The IRS has completed audits of Key’s income tax returns for the 1995 through 2000 tax years and has disallowed all deductions taken in tax years 1995 through 1997 pertaining to LILOs, and all deductions in tax years 1998 through 2000 that relate to LILOs, QTEs and Service Contract Leases. In addition, the IRS is currently conducting audits of Key’s income tax returns for the 2001 through 2003 tax years, and Key expects that the IRS will disallow all similar deductions taken by Key in those tax years.
Key had previously appealed the examination results for the tax years 1995 through 1997, which pertained to LILOs only, to the Appeals Division of the IRS. During the fourth quarter of 2005, ongoing discussions with the Appeals Division were discontinued without having reached a resolution. In April 2006, Key received a final assessment from the IRS disallowing all LILO deductions taken in those tax years. The assessment, which relates principally to the 1997 tax year, consists of federal tax, interest and a penalty. Key paid the assessment and filed a refund claim for the total amount. Key has also filed an appeal with the Appeals Division of the IRS with regard to the proposed disallowance of LILO, QTE and Service Contract Lease deductions taken in the 1998 through 2000 tax years.
********
To do:
- a) From the passage on Key's IRS audits, extract everything from "The IRS has" down to "Key in those tax years.".
- b) In the passage on Key's IRS audits, what did the final assessment Key received in April 2006 consist of?

Material:
********
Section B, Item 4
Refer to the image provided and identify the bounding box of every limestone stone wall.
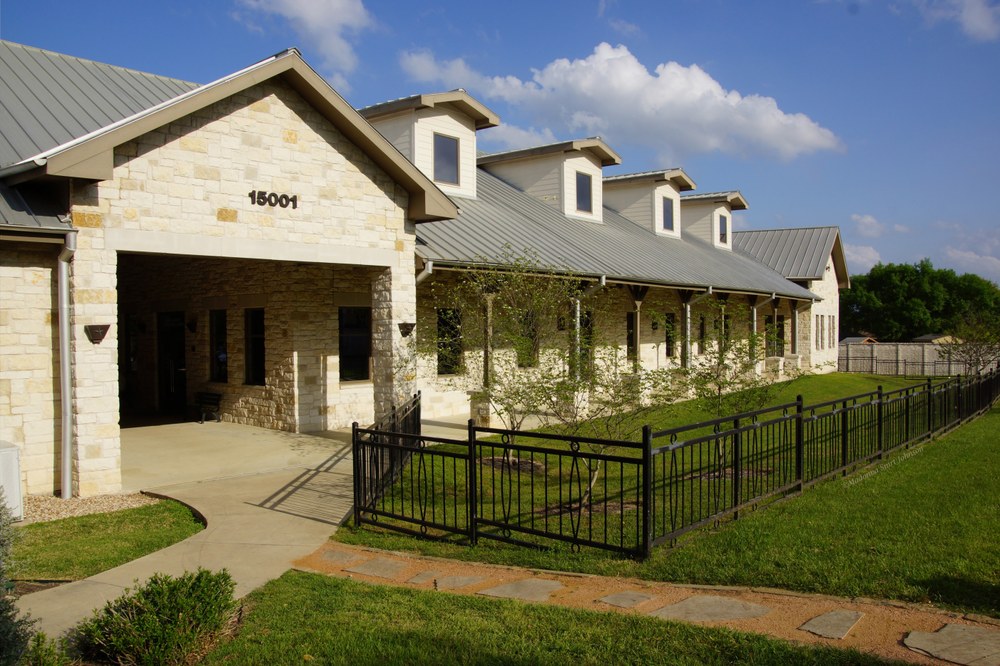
[62,80,415,495]
[0,241,62,494]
********
Task results:
- a)
The IRS has completed audits of Key’s income tax returns for the 1995 through 2000 tax years and has disallowed all deductions taken in tax years 1995 through 1997 pertaining to LILOs, and all deductions in tax years 1998 through 2000 that relate to LILOs, QTEs and Service Contract Leases. In addition, the IRS is currently conducting audits of Key’s income tax returns for the 2001 through 2003 tax years, and Key expects that the IRS will disallow all similar deductions taken by Key in those tax years.

- b) Federal tax, interest and a penalty.